WHAT YOU HAVE TO DO: Could you write out every line of the records from the line with "An accessibility tool is trying to find the serrated" to the line with "[402,59,551,196]", requests included, adding -35 to each bounding-box coordinate in the answers and leaving the pictures out?

MATERIALS PROVIDED:

▶

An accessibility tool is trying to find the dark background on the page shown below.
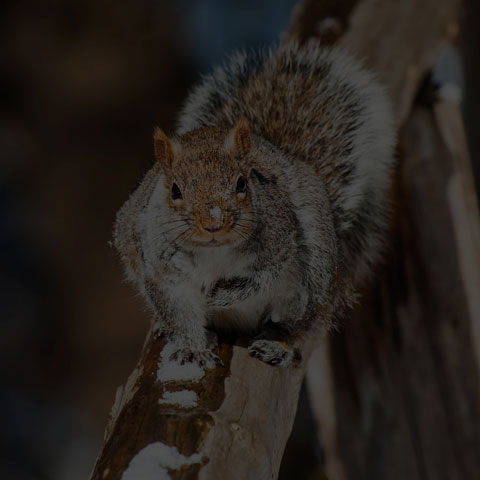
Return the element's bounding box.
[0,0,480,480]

◀
▶

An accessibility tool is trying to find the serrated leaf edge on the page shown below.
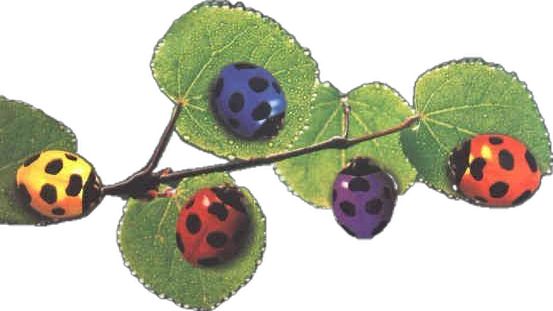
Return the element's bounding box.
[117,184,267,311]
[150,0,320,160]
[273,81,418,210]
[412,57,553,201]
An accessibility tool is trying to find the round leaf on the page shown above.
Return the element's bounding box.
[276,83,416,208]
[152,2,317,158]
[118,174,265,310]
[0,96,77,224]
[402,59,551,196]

◀

ANSWER TO THIS PROBLEM:
An accessibility tool is trying to find the serrated leaf edge on the page shown below.
Return the element's bounding box.
[82,149,232,276]
[115,-35,285,125]
[238,46,383,175]
[377,22,518,166]
An accessibility tool is trying to find the round leaf on the page shown above.
Return the element's bounding box.
[241,48,381,173]
[117,-33,282,123]
[83,139,230,275]
[-35,61,42,189]
[367,24,516,161]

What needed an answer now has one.